(Source material)
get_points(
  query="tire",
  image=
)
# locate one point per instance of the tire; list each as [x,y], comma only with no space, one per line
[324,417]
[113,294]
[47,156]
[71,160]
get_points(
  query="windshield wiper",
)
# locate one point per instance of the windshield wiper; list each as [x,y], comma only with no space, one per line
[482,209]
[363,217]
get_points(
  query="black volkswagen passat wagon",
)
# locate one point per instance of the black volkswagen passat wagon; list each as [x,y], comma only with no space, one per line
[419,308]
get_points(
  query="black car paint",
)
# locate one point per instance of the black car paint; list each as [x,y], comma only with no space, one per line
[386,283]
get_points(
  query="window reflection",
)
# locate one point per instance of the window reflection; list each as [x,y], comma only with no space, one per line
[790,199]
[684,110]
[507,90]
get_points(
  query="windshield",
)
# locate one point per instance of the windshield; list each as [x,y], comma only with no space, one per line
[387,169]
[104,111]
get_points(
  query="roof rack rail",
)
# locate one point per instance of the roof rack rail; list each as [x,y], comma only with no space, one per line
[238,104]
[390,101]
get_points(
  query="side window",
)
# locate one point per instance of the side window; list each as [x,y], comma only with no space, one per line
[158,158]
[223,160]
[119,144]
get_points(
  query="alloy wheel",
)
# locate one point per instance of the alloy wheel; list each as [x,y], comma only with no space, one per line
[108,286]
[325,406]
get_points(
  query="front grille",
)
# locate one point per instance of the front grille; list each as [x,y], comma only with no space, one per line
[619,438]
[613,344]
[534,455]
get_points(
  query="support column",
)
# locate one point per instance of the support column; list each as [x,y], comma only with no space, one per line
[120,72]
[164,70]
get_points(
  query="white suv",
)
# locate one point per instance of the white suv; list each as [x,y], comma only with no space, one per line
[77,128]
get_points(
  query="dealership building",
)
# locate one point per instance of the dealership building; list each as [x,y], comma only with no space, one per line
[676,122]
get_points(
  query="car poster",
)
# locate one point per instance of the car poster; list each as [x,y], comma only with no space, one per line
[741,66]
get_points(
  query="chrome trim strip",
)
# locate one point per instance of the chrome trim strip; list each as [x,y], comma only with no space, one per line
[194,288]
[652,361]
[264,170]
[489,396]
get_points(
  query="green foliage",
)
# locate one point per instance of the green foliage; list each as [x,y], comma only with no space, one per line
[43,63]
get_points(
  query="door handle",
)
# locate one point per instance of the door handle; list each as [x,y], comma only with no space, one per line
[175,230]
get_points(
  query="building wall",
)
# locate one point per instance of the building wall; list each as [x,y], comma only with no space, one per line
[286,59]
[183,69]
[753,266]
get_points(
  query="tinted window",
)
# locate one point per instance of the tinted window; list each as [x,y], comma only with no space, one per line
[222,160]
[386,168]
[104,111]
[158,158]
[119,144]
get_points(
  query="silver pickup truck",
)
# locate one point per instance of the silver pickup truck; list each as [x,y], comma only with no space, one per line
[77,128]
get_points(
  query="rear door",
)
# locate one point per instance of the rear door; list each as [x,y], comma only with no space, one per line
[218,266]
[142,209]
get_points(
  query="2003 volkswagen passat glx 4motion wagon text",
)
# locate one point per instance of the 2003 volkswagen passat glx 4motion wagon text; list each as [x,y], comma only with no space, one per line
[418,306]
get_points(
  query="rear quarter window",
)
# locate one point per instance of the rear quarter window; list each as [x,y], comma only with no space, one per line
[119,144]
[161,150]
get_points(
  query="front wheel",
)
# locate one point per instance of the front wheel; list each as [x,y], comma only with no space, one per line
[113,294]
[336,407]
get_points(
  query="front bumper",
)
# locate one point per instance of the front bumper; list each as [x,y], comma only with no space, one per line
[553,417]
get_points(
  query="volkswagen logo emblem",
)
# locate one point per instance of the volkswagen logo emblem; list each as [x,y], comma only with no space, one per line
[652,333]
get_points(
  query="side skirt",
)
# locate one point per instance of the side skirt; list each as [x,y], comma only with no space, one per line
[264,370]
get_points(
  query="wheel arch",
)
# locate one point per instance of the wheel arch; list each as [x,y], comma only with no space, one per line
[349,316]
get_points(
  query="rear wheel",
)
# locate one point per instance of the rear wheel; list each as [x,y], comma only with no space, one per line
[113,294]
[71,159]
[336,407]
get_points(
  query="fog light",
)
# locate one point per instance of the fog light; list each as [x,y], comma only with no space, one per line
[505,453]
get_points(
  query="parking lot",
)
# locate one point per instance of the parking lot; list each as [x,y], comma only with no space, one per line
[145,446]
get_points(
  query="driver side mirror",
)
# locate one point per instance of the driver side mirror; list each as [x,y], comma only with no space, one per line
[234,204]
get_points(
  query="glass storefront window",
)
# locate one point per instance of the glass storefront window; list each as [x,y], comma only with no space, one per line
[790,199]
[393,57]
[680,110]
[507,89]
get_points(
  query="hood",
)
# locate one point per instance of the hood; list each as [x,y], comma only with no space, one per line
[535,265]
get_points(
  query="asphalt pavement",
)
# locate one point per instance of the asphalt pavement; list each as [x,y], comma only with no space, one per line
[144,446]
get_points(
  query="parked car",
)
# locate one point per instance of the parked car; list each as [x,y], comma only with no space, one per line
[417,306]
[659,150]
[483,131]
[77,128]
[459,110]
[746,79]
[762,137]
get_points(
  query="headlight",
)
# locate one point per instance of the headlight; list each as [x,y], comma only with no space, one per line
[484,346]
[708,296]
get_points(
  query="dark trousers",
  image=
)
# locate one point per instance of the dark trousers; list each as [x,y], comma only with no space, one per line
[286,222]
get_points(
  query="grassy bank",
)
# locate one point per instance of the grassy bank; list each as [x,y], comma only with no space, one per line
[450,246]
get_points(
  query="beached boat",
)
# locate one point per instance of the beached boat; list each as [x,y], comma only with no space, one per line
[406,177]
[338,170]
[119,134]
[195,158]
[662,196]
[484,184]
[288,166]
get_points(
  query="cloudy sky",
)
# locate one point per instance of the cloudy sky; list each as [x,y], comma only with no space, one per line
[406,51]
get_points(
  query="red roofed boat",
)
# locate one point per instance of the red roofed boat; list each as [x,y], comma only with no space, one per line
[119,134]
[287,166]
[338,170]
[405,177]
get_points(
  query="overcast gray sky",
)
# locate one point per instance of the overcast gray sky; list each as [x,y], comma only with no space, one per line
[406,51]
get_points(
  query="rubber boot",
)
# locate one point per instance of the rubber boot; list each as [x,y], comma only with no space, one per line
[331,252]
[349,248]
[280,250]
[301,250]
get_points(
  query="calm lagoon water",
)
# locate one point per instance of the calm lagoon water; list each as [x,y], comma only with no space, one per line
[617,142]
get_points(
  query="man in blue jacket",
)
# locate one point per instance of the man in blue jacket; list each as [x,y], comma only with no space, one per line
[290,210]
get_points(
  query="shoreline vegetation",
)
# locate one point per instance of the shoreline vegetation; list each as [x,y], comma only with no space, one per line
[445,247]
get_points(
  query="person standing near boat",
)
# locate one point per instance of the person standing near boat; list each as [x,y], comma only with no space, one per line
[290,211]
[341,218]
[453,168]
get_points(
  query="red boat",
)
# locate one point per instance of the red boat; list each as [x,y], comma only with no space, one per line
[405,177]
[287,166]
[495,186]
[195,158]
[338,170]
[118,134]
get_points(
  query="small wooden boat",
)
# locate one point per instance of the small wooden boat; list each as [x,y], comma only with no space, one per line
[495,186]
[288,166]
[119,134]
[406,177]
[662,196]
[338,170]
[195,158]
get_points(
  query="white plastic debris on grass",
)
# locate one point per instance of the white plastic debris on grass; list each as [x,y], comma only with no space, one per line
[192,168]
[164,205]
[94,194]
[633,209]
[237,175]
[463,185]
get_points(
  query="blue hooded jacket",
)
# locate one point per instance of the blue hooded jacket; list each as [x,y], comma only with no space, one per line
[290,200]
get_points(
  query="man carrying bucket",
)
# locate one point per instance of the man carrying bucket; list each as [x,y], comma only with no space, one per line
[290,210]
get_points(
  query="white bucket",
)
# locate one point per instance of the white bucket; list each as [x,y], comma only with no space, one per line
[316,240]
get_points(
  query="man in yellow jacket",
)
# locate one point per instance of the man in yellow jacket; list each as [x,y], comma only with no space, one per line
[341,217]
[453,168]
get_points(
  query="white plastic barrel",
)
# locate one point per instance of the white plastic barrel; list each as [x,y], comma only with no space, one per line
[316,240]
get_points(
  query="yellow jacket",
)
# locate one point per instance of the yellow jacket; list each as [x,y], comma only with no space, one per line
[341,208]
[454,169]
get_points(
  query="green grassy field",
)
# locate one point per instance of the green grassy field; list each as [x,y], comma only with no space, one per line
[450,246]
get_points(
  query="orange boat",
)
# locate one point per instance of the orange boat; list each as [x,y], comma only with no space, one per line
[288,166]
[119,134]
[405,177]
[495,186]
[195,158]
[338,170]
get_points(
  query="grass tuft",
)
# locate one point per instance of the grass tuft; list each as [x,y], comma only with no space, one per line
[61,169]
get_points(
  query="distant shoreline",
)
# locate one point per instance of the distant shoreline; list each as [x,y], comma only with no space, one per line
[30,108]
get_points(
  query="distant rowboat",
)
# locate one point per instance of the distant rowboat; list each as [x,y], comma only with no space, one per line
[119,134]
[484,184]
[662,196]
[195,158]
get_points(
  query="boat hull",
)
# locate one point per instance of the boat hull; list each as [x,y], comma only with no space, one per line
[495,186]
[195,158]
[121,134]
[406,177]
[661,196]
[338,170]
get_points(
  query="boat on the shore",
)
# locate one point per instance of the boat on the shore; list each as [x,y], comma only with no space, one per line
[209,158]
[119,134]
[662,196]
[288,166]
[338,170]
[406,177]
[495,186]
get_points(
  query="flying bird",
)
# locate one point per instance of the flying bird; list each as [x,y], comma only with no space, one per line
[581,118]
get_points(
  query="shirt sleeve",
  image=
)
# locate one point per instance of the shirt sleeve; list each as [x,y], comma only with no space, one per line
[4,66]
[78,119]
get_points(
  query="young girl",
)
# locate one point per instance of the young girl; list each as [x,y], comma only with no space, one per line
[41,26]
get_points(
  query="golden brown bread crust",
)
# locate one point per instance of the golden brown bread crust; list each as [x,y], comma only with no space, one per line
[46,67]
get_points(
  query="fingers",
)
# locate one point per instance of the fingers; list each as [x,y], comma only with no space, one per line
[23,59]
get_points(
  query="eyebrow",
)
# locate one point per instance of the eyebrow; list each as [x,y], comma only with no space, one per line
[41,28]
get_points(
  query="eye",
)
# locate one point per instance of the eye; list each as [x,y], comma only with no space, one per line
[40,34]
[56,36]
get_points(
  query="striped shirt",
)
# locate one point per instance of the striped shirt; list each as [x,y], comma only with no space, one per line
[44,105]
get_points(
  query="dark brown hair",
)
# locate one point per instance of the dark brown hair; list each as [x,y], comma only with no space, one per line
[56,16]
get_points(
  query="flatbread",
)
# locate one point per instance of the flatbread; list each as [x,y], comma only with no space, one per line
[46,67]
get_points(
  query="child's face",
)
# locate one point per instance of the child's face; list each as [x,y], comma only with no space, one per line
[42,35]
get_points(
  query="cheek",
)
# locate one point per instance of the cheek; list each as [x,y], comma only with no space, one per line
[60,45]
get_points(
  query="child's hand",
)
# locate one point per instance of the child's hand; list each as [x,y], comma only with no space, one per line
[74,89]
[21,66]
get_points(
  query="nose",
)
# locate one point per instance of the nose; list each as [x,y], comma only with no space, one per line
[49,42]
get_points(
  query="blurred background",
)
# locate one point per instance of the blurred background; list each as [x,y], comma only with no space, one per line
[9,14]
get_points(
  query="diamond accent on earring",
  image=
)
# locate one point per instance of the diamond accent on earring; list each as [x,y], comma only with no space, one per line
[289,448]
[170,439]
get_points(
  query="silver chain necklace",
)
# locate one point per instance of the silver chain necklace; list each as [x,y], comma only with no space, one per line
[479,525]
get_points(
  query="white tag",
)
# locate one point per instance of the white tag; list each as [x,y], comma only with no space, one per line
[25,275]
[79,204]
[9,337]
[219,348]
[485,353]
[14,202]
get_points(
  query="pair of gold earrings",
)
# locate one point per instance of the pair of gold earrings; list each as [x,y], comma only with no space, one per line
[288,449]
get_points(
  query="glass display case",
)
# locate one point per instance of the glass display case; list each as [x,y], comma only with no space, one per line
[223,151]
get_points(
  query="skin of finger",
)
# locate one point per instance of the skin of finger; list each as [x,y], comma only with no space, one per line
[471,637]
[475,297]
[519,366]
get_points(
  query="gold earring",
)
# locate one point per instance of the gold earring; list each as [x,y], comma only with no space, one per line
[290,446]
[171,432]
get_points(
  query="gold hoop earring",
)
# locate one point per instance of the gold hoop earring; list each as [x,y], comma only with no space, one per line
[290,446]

(What needs to be done) Report each line in the rows above that contains the word "paint", copying every such line in full.

(Final result)
  query="black car paint",
# locate one point per instance of the black car paint; list each as [x,y], comma only with no space, one per line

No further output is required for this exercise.